EXERCISE SET:
1. Please retype the passage of the review of The Mortal Storm that begins at the words "I can’t understand" and stops after "of the day.".
2. Answer these questions from the review of The Mortal Storm:
(a) In what year did The Mortal Storm come out?
(b) On which channel did the writer watch it?
(c) Which other film from that year starring the same pair does the review name?
3. Name every film, every performer, and every place to watch films that the review of The Mortal Storm mentions.
** start EXCERPT **
Monday, November 26, 2012

22: The Mortal Storm




         I can’t understand why it took me so long to find The Mortal Storm (1940).  It showed recently on Turner Classic Movies, and I was thankful to view it there.  As a Margaret Sullivan/James Stewart vehicle one would think it would be readily available from rental services such as Netflix.com.  Perhaps the buyers for such companies felt that one Sullivan/Stewart film from that year was enough, and settled for The Shop around the Corner (also 1940).  What a pity.  While I can’t definitively say that this film is better than that one, both certainly warrant easy accessibility.  As fantastic examples of studio-era filmmaking before U.S. involvement in WWII, these films represent the range that was required of the performers of the day.
** end EXCERPT **
** start SUPPLIED INFORMATION **
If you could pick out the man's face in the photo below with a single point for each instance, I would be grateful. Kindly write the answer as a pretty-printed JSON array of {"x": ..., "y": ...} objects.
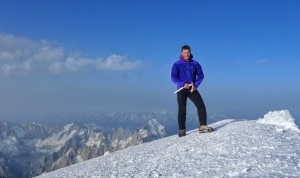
[{"x": 186, "y": 54}]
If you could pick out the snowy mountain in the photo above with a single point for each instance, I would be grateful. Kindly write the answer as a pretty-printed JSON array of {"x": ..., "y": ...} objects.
[
  {"x": 28, "y": 150},
  {"x": 267, "y": 147}
]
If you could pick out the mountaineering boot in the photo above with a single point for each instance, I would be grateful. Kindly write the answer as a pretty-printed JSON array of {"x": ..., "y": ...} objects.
[
  {"x": 205, "y": 128},
  {"x": 181, "y": 133}
]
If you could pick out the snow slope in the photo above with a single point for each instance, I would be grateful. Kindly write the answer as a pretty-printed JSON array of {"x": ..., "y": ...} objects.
[{"x": 268, "y": 147}]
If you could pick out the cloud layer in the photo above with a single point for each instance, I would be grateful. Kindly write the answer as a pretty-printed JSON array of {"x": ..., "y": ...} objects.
[{"x": 22, "y": 55}]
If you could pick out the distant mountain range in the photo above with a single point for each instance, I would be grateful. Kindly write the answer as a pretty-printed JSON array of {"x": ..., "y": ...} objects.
[{"x": 30, "y": 149}]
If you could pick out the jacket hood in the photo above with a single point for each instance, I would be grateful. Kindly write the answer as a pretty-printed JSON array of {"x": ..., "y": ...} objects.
[{"x": 191, "y": 57}]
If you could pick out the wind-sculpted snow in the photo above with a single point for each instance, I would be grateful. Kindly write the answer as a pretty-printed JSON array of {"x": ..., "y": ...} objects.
[
  {"x": 237, "y": 148},
  {"x": 282, "y": 119}
]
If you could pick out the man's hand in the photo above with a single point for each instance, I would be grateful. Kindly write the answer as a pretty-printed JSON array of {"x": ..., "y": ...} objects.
[{"x": 193, "y": 88}]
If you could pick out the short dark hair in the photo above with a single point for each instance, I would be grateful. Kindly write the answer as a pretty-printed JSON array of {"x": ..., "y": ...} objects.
[{"x": 184, "y": 47}]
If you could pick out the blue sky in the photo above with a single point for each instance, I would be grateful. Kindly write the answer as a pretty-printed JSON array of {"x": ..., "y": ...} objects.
[{"x": 59, "y": 57}]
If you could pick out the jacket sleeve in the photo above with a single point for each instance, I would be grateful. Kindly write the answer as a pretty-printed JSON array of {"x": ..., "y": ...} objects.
[
  {"x": 200, "y": 75},
  {"x": 175, "y": 76}
]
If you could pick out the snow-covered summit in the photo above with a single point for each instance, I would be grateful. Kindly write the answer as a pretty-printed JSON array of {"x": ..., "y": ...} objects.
[{"x": 237, "y": 148}]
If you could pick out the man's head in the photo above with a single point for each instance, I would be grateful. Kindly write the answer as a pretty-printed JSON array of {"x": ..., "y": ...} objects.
[{"x": 186, "y": 52}]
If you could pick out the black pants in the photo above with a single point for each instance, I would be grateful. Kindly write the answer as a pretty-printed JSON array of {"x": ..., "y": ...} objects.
[{"x": 197, "y": 100}]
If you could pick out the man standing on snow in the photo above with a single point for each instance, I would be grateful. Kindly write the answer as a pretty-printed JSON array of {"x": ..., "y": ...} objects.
[{"x": 187, "y": 74}]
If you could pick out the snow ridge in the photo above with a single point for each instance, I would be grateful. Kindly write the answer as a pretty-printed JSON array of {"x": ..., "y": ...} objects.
[{"x": 237, "y": 148}]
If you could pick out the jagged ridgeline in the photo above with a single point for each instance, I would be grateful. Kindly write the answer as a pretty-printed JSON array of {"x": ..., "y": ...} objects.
[{"x": 30, "y": 149}]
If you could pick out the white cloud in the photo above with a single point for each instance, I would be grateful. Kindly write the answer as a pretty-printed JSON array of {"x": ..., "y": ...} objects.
[
  {"x": 116, "y": 62},
  {"x": 21, "y": 55},
  {"x": 73, "y": 64}
]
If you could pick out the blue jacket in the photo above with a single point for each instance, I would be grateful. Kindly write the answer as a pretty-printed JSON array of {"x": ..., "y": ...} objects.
[{"x": 187, "y": 72}]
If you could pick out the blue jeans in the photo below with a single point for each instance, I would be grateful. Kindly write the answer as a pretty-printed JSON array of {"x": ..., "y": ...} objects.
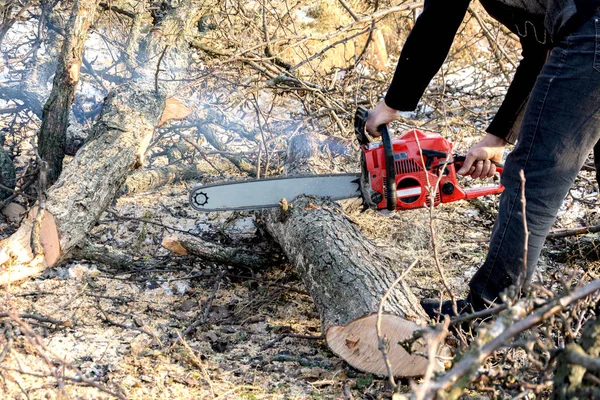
[{"x": 560, "y": 127}]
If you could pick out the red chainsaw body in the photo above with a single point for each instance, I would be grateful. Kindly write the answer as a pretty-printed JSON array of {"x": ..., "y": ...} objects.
[{"x": 421, "y": 161}]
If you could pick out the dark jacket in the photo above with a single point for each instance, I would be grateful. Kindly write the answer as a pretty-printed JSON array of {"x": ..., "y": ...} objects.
[{"x": 429, "y": 42}]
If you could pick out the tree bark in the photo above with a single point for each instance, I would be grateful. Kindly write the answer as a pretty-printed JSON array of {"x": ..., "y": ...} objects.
[
  {"x": 86, "y": 186},
  {"x": 578, "y": 366},
  {"x": 55, "y": 119},
  {"x": 346, "y": 275}
]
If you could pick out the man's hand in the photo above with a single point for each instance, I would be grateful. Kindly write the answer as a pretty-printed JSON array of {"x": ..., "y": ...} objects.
[
  {"x": 478, "y": 163},
  {"x": 380, "y": 115}
]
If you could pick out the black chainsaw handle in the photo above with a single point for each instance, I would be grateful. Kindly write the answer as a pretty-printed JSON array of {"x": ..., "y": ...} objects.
[
  {"x": 460, "y": 160},
  {"x": 360, "y": 120}
]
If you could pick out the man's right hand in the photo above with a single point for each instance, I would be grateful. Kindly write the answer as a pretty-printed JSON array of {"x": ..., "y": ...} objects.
[
  {"x": 380, "y": 115},
  {"x": 478, "y": 162}
]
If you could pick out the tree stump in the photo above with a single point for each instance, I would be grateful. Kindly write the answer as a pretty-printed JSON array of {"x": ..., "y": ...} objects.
[{"x": 346, "y": 275}]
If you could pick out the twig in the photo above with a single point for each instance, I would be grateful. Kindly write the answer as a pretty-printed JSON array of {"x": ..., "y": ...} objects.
[
  {"x": 279, "y": 338},
  {"x": 158, "y": 68},
  {"x": 465, "y": 368},
  {"x": 523, "y": 277},
  {"x": 204, "y": 318},
  {"x": 432, "y": 195},
  {"x": 383, "y": 341},
  {"x": 563, "y": 233},
  {"x": 39, "y": 318}
]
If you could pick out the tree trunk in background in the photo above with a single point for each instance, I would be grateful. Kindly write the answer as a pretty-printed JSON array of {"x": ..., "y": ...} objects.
[
  {"x": 7, "y": 172},
  {"x": 346, "y": 275},
  {"x": 87, "y": 185},
  {"x": 55, "y": 116}
]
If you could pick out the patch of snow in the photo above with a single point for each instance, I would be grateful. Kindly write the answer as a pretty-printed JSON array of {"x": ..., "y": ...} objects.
[{"x": 302, "y": 17}]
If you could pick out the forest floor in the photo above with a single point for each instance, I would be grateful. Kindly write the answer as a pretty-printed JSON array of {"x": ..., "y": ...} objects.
[{"x": 121, "y": 327}]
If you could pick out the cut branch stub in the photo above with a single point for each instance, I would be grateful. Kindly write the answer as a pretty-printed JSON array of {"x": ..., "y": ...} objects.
[{"x": 86, "y": 185}]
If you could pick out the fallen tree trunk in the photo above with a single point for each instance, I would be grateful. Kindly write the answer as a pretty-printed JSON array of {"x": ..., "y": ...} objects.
[
  {"x": 86, "y": 186},
  {"x": 148, "y": 179},
  {"x": 346, "y": 275},
  {"x": 53, "y": 132}
]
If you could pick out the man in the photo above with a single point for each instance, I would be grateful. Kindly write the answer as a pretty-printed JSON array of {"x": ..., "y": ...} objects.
[{"x": 554, "y": 99}]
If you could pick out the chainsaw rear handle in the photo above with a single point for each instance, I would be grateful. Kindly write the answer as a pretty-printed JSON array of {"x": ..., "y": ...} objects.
[
  {"x": 360, "y": 120},
  {"x": 472, "y": 193},
  {"x": 460, "y": 160}
]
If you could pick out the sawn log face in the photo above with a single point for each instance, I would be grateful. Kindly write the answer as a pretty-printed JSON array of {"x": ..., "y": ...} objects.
[
  {"x": 346, "y": 275},
  {"x": 87, "y": 184}
]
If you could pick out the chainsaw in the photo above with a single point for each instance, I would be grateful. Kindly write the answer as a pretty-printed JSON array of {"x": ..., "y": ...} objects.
[{"x": 406, "y": 172}]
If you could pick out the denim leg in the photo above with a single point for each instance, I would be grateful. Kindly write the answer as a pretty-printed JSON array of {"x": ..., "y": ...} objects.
[{"x": 560, "y": 127}]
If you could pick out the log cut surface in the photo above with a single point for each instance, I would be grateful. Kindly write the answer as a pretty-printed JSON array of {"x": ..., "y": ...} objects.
[
  {"x": 346, "y": 275},
  {"x": 86, "y": 186}
]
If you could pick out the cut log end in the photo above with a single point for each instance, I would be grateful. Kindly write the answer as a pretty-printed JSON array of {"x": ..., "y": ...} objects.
[{"x": 358, "y": 345}]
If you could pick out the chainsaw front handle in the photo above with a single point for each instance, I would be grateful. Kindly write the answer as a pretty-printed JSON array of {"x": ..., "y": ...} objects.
[{"x": 360, "y": 120}]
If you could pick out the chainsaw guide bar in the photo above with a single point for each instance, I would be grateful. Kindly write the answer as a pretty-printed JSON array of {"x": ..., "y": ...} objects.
[{"x": 267, "y": 193}]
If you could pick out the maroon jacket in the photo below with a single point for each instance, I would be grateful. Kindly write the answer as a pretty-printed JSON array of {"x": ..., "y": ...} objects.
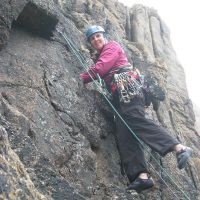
** end SUPPLIED INFORMATION **
COMPLETED EXERCISE:
1.
I can’t understand why it took me so long to find The Mortal Storm (1940).  It showed recently on Turner Classic Movies, and I was thankful to view it there.  As a Margaret Sullivan/James Stewart vehicle one would think it would be readily available from rental services such as Netflix.com.  Perhaps the buyers for such companies felt that one Sullivan/Stewart film from that year was enough, and settled for The Shop around the Corner (also 1940).  What a pity.  While I can’t definitively say that this film is better than that one, both certainly warrant easy accessibility.  As fantastic examples of studio-era filmmaking before U.S. involvement in WWII, these films represent the range that was required of the performers of the day.

2.
(a) 1940
(b) Turner Classic Movies
(c) The Shop around the Corner

3.
Films: The Mortal Storm, The Shop around the Corner
Performers: Margaret Sullivan, James Stewart
Places to watch films: Turner Classic Movies, Netflix.com